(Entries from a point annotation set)
>> Start

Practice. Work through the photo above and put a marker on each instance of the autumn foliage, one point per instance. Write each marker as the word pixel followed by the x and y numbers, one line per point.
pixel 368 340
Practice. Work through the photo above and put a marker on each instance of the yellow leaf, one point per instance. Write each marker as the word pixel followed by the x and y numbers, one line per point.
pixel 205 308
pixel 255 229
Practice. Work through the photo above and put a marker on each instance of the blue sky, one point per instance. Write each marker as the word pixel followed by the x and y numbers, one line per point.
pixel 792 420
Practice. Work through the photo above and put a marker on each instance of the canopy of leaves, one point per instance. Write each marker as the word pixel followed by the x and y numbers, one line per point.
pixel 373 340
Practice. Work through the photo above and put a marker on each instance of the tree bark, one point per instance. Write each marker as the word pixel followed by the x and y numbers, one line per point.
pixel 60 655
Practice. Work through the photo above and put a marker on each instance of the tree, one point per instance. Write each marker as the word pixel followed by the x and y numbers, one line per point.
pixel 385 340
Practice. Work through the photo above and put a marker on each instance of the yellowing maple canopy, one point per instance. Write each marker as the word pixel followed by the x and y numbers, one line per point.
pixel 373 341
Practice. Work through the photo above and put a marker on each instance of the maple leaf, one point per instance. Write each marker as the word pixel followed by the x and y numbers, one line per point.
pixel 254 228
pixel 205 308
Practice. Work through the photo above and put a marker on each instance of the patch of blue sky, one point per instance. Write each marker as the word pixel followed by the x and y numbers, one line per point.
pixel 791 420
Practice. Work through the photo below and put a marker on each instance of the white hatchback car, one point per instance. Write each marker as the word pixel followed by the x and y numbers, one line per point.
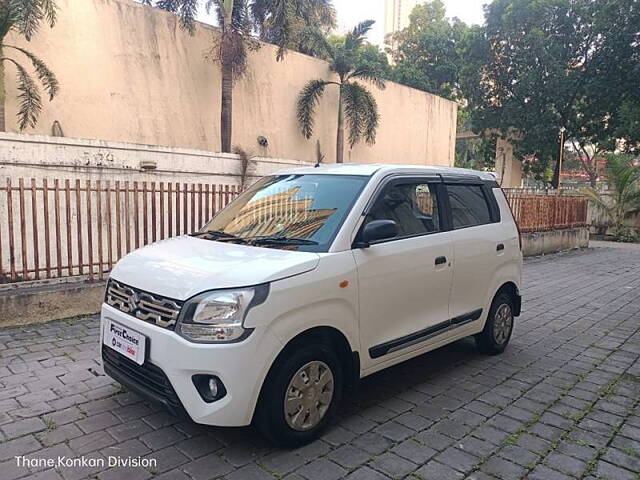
pixel 310 280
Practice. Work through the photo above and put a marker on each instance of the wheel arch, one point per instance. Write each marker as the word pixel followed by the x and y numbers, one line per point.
pixel 511 289
pixel 327 335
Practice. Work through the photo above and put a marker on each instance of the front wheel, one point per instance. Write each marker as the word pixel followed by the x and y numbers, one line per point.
pixel 499 325
pixel 299 396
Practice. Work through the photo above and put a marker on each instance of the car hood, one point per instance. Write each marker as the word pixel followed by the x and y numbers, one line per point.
pixel 181 267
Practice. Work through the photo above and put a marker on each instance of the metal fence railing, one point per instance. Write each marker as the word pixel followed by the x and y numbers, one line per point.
pixel 62 228
pixel 537 211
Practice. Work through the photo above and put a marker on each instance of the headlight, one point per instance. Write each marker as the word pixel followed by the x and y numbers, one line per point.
pixel 217 316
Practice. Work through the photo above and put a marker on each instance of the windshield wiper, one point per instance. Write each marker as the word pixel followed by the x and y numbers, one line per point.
pixel 219 235
pixel 280 240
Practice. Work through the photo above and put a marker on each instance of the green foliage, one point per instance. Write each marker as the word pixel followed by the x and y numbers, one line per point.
pixel 545 64
pixel 282 22
pixel 476 153
pixel 24 17
pixel 278 22
pixel 353 61
pixel 623 198
pixel 430 53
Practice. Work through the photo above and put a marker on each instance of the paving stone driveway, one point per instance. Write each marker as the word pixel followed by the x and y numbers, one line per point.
pixel 562 402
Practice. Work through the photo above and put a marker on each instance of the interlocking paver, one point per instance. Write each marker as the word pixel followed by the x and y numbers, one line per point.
pixel 562 402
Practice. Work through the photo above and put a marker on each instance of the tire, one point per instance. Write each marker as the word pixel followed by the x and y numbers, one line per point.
pixel 498 328
pixel 281 387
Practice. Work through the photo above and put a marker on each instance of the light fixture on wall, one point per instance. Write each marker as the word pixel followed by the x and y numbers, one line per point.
pixel 148 165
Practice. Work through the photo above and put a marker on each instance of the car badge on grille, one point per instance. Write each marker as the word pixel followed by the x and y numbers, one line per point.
pixel 133 301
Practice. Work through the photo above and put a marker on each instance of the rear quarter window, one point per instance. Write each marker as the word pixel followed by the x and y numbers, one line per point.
pixel 469 206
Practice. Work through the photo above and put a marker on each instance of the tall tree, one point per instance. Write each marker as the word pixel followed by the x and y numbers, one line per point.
pixel 275 21
pixel 355 102
pixel 540 65
pixel 283 22
pixel 24 18
pixel 429 54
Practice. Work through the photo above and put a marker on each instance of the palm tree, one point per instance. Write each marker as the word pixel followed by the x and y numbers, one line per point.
pixel 24 18
pixel 355 102
pixel 623 178
pixel 275 22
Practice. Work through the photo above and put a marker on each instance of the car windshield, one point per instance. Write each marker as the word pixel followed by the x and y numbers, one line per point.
pixel 295 212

>> End

WHAT IS REQUIRED: Leave out the pictures, and give all the records again exactly.

EXPECTED ANSWER:
Practice. Work through the photo above and put a marker on each instance of the autumn foliage, one point per instance. Write each marker as the word pixel followed by the x and y numbers, one line per point.
pixel 368 340
Practice. Work through the photo above and put a marker on each instance of the yellow leaf, one point per instance. Write each marker as the word pixel followed by the x and y numbers, one line per point.
pixel 205 308
pixel 255 229
Practice. Work through the photo above and put a marker on each instance of the blue sky, one point per instance. Write each marker as the word pixel followed by the x and y numbers, one line per point.
pixel 792 420
Practice. Work through the photo above and put a marker on each instance of the canopy of leaves, one point per instance. Write each marker as the word pixel followed by the x and y numbers, one line per point.
pixel 373 340
Practice. Work through the photo above and put a marker on each instance of the tree bark, one point per instance. Write each marker as the word pixel followed by the x and y numbers, one line per point.
pixel 60 655
Practice. Work through the photo above and put a marker on each instance of the tree, one point per instance. Write each marker as the word pixel followed by the x and y numbers, one line per point.
pixel 385 340
Practice. Work through the photo above and put a marker on each instance of the yellowing maple canopy, one point per instance. Write each marker as the word pixel followed by the x and y numbers, one line per point.
pixel 373 341
Practice. Work through the photo above and put a marker on each instance of the maple leaf, one point per instance. Write each marker as the word pixel followed by the x and y numbers, one line per point.
pixel 254 228
pixel 205 308
Practice. Work through the photo above and put a marker on each instance of the patch of blue sky, one point per instance. Write each marker as the word pixel followed by the x and y numbers, one line per point.
pixel 791 420
Practice. Work through the photo below and put a marker on each instance of the white hatchback car, one point per instance. Write each marker as the word pixel followed by the x and y numbers, one line per point.
pixel 310 280
Practice. Work through the photo above and put a marker on each instance of the wheel arch, one point per instance. Write each marker as the word pixel followed by the x and y numbers, one line per point.
pixel 511 289
pixel 327 335
Practice. Work through the photo above and put a marker on each instance of the front wheel, one point per instance. Write each marker as the word pixel followed by the x and y numbers, one line per point.
pixel 499 325
pixel 299 396
Practice. Work through the photo above and put a marker on each instance of the car hood, one point per instance. Write each marker as the word pixel followed by the x and y numbers, one line per point.
pixel 181 267
Practice. Work through the photo above and put a marker on each instance of the metal fence railing, one point per instance. Write each marker as the word pixel followed by the x and y numbers, one line per point.
pixel 62 228
pixel 537 211
Practice. Work through the photo above and put a marker on each instance of the headlight, one point per instance. Write each marker as the word pixel followed by the x and y numbers, one line per point.
pixel 217 316
Practice. Work through the photo above and put a marker on each instance of the windshield wiper, one point per instance. Write each marker as the word pixel followed by the x and y numbers, one line per point.
pixel 219 235
pixel 280 240
Practice. Work through the photo above and put a marker on each instance of the green foliage, one point per instance. Write each marker as the word pixel followed by the x and y numbers, one line per point.
pixel 545 64
pixel 282 22
pixel 476 153
pixel 24 17
pixel 278 22
pixel 353 61
pixel 623 198
pixel 430 53
Practice. Work through the photo above and put a marker on each instance of the paving stone driveway, one point per instance. Write each marker as the word pixel followed by the x and y numbers, one line per point.
pixel 562 402
Practice. Work through the photo above and put a marker on each instance of the interlocking paver, one point per instance. Write each marker as the word pixel followed by the x and y numbers, one line per point.
pixel 562 402
Practice. Work through the photo above and put a marker on each instance of the tire, one point per instance. Write each marker as the word pixel followed by the x and y numbers, one line per point.
pixel 498 328
pixel 281 387
Practice. Work through the photo above and put a marker on each instance of the light fixture on wall, one point per instance. Write each marker as the word pixel followed by the x and y numbers, one line per point.
pixel 148 165
Practice. Work through the photo above and put a marker on each instance of the car badge on grille, one point per instance. Write each marker as the word pixel followed by the x and y numbers, one line per point.
pixel 133 301
Practice. Work through the photo above and put a marker on each instance of the rear quarter window, one point per instance. Write each marker as the word pixel followed by the x and y numbers, one line per point.
pixel 469 206
Practice. Work through the photo above and put a marker on each instance of the tall tree, one point per instance. Write each marker as the word pixel followed by the x and y numbers, one line per point.
pixel 275 21
pixel 355 102
pixel 540 65
pixel 283 22
pixel 24 18
pixel 429 54
Practice. Work through the photo above and put a marker on each instance of the palm tree, one point per instance. Write each marker as the word pixel followed by the x and y numbers, one line per point.
pixel 24 18
pixel 355 102
pixel 623 178
pixel 275 22
Practice. Work through the photo above and put a marker on each instance of the car windshield, one point per instance. Write each marker as the word pixel followed by the x and y numbers, one line per point.
pixel 295 212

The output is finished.